[Short task]
Can you render every entry below as a two-column CSV with the headers request and answer, one row per entry, putting the entry's text and its answer each in a single quoted field with line breaks replaced by spaces?
===== Input for this task =====
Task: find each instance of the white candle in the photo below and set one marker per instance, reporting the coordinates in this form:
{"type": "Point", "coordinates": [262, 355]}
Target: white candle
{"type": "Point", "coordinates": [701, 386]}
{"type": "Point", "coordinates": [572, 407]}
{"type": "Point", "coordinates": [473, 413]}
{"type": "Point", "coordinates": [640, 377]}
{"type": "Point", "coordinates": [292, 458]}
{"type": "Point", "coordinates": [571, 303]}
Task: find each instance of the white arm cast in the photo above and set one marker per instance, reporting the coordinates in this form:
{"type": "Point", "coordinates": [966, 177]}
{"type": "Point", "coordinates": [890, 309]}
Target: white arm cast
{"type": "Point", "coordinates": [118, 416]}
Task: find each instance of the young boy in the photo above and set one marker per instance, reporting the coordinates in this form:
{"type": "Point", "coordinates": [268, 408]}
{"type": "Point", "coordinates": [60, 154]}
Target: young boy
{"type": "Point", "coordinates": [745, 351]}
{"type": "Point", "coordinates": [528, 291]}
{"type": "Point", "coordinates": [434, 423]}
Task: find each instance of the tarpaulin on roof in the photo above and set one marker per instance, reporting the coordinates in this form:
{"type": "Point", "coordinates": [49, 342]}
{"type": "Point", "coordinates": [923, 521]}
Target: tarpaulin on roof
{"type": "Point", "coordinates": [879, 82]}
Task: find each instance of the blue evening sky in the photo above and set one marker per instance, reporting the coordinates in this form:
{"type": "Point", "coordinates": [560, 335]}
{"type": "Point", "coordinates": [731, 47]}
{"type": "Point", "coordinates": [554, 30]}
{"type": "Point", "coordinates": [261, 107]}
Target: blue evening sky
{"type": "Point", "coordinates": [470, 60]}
=====
[Task answer]
request,answer
"Task: find each instance of the white candle in the photo below and set one marker per instance, reporting the coordinates in this form: {""type"": ""Point"", ""coordinates"": [262, 355]} Target: white candle","{""type"": ""Point"", ""coordinates"": [701, 386]} {""type"": ""Point"", ""coordinates"": [572, 407]} {""type"": ""Point"", ""coordinates"": [473, 413]} {""type"": ""Point"", ""coordinates"": [640, 377]} {""type"": ""Point"", ""coordinates"": [292, 458]} {""type"": ""Point"", ""coordinates"": [571, 303]}"
"Task: find each instance of the white arm cast in the photo above and set one marker per instance, reporting the coordinates in this form: {""type"": ""Point"", ""coordinates"": [966, 177]} {""type"": ""Point"", ""coordinates"": [890, 309]} Target: white arm cast","{""type"": ""Point"", ""coordinates"": [118, 416]}"
"Task: find each instance of the young boy in the photo above and set one marker per instance, reporting the coordinates in this form: {""type"": ""Point"", ""coordinates"": [268, 408]} {""type"": ""Point"", ""coordinates"": [60, 154]} Target: young boy","{""type"": ""Point"", ""coordinates"": [745, 351]} {""type"": ""Point"", ""coordinates"": [528, 291]} {""type"": ""Point"", ""coordinates"": [434, 423]}"
"Task: find each instance of the tarpaulin on roof in the photo above and set one marker per instance, reporting the coordinates in this form: {""type"": ""Point"", ""coordinates"": [49, 342]} {""type"": ""Point"", ""coordinates"": [923, 521]} Target: tarpaulin on roof","{""type"": ""Point"", ""coordinates"": [879, 82]}"
"Task: find each instance of the blue evening sky in the photo above and set one marker per instance, reporting the coordinates in this form: {""type"": ""Point"", ""coordinates"": [560, 335]} {""type"": ""Point"", ""coordinates"": [731, 47]} {""type"": ""Point"", ""coordinates"": [554, 30]} {""type"": ""Point"", ""coordinates"": [261, 107]} Target: blue evening sky","{""type"": ""Point"", ""coordinates"": [470, 60]}"